Supplied data: Begin

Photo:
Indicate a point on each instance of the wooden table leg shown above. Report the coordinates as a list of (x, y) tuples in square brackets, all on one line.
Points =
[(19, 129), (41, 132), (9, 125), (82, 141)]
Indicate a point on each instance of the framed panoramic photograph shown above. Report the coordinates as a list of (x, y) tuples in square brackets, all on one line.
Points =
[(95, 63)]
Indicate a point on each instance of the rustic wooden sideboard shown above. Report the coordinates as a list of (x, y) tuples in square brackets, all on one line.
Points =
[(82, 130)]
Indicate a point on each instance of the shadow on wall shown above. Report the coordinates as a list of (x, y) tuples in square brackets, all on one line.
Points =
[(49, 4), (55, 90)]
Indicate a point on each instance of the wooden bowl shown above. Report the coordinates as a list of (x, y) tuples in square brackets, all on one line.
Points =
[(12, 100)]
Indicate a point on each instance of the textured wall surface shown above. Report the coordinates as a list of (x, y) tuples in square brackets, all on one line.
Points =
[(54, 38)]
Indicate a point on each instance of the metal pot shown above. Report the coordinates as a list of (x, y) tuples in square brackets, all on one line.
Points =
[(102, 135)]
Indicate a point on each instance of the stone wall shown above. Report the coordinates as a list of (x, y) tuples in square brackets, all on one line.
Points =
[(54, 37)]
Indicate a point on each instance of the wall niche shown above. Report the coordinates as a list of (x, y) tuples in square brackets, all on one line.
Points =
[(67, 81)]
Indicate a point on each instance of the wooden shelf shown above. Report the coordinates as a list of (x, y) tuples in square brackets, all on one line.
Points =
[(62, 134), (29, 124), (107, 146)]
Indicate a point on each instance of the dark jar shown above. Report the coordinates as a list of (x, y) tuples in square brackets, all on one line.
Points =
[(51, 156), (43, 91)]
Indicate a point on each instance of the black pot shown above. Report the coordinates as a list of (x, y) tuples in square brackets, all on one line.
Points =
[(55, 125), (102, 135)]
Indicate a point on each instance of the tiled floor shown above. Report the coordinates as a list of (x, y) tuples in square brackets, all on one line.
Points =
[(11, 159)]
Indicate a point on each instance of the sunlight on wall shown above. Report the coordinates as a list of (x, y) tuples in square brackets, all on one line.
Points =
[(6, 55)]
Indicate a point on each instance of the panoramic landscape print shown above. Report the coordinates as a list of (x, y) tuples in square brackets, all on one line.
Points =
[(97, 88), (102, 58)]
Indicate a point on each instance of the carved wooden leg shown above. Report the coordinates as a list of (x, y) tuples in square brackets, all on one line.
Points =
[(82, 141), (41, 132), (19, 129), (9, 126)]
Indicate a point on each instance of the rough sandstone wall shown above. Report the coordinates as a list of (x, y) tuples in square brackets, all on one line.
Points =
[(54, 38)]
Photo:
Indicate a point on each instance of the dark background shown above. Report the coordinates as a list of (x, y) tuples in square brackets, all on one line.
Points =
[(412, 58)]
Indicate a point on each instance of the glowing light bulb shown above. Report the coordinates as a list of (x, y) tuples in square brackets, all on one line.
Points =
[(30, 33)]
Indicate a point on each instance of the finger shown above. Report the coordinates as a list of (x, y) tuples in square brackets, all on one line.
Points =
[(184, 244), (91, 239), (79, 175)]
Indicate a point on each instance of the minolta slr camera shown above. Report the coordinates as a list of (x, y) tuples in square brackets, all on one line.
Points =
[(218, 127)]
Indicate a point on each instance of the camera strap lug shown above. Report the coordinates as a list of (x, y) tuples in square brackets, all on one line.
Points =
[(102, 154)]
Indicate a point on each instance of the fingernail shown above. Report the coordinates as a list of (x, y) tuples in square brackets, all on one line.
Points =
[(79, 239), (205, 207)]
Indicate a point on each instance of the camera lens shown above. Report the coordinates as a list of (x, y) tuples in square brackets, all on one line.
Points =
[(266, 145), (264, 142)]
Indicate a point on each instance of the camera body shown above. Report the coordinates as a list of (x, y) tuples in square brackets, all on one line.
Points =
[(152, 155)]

Supplied data: End
Supplied data: Begin

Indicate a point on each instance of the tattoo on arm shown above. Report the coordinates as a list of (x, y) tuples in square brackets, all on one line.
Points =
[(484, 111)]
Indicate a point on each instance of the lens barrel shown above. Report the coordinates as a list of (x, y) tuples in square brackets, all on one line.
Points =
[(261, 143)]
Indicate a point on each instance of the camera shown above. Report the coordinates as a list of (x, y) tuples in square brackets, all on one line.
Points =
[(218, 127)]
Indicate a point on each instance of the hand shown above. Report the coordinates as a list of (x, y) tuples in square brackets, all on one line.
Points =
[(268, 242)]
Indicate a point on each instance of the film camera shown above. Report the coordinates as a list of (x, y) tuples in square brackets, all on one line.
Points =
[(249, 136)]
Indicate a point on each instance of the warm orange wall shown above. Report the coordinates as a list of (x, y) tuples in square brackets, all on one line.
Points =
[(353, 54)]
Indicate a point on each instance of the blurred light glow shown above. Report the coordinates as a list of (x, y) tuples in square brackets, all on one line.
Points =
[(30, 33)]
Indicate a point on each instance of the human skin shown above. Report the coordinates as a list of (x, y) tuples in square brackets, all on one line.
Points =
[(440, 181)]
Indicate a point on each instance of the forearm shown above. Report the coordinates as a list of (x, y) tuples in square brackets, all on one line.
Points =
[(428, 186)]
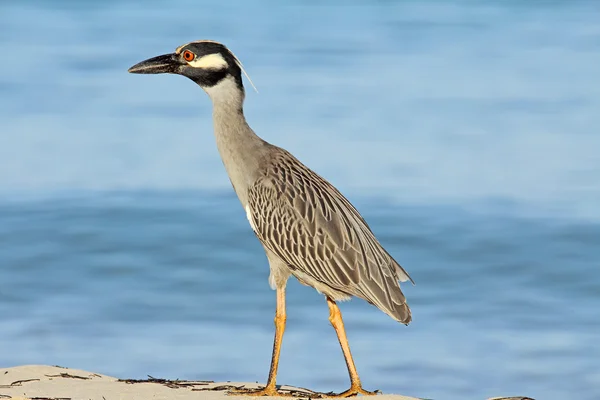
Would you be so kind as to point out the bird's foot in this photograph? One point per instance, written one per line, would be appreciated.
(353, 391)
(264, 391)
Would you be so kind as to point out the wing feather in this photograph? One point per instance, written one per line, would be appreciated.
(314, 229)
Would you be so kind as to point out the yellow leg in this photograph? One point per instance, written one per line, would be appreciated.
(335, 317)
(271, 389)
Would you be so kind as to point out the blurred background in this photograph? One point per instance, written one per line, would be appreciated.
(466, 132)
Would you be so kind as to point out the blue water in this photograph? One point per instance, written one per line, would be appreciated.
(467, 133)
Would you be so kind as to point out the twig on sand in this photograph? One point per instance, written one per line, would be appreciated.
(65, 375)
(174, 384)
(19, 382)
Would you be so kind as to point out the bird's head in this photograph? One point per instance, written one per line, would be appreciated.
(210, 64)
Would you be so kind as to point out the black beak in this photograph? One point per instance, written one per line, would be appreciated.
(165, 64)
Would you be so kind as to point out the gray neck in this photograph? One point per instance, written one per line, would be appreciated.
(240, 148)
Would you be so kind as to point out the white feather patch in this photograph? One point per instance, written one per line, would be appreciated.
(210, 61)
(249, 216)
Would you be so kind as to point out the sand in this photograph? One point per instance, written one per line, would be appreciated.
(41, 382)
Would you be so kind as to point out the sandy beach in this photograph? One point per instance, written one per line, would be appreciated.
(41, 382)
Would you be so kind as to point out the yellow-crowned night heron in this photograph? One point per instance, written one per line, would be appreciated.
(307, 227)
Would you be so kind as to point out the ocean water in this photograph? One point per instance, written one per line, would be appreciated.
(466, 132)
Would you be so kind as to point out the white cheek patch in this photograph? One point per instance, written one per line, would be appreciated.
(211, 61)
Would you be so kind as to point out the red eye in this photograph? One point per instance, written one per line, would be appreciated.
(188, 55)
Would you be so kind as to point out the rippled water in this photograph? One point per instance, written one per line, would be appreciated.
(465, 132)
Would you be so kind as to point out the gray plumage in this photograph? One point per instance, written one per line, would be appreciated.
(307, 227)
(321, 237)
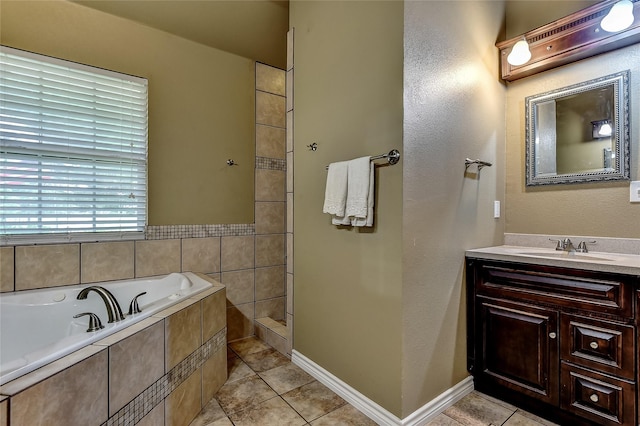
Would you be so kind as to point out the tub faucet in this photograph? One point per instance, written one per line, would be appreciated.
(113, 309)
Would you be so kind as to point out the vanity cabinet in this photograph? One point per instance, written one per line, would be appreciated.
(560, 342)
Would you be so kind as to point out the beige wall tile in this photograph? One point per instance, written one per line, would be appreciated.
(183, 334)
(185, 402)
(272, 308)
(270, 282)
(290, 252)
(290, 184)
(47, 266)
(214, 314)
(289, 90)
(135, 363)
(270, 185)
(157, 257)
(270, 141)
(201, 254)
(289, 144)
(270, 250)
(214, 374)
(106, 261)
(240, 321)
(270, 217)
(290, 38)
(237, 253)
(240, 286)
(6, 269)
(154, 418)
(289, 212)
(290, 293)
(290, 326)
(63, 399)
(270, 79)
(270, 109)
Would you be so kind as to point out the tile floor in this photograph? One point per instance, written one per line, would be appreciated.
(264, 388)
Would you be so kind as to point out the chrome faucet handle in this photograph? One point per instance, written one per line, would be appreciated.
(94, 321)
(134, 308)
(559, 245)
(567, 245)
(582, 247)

Supplied data: End

* _Task to carry out_
Which lines of the records contain the word "panoramic"? Copy each of them.

* _Response area_
Indicate a point on each instance of the framed panoramic photograph shown above. Report the coordinates as a list of (x, y) tuples in square brackets, all on one line.
Indicate a point on each instance of the panoramic landscape print shown above. Report the coordinates as a list of (x, y) tuples in square brackets, all on one line.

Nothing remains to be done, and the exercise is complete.